<<<<

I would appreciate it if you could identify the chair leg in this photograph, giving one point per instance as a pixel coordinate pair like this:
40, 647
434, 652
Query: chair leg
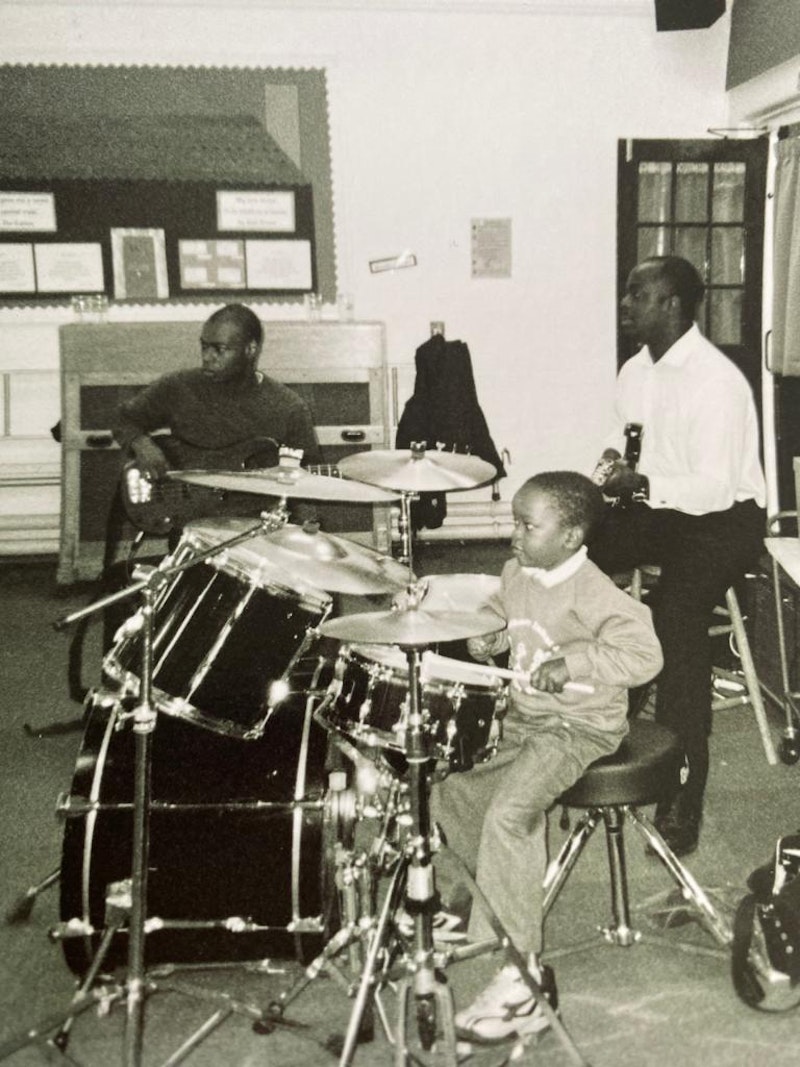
621, 933
751, 678
716, 923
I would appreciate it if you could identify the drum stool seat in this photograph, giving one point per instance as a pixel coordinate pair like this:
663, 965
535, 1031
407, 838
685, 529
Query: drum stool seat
641, 771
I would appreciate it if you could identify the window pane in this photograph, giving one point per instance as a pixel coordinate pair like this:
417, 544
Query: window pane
652, 241
690, 244
655, 186
728, 200
728, 255
691, 192
725, 316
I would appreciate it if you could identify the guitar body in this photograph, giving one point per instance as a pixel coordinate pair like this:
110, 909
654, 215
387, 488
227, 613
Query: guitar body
159, 506
633, 451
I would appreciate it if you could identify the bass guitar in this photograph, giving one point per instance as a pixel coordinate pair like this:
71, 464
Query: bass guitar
157, 506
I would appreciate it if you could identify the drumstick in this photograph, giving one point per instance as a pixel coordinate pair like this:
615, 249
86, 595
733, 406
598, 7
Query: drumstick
521, 675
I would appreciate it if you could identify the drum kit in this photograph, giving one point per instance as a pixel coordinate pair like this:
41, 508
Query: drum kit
272, 705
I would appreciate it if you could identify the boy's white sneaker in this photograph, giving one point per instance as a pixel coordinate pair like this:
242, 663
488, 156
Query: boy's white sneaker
507, 1008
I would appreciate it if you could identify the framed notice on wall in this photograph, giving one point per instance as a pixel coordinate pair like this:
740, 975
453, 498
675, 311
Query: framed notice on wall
256, 210
139, 257
27, 212
278, 265
211, 265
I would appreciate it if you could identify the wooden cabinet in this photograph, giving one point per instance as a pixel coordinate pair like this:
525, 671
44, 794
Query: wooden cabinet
339, 368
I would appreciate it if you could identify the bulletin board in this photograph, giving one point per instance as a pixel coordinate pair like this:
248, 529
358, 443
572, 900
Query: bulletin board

>>>>

■ **Exercise objective**: Set out exactly the run of lines that begins at the line holding "I would appreciate it if you could identify the bulletin" and ends at the last line of the data.

■ **Result of this task**:
I would appreciate it if you could identify the bulletin board in this photograph, giving one point per instance as a pixel coordinate pair like this:
248, 529
358, 443
572, 900
Query: bulletin board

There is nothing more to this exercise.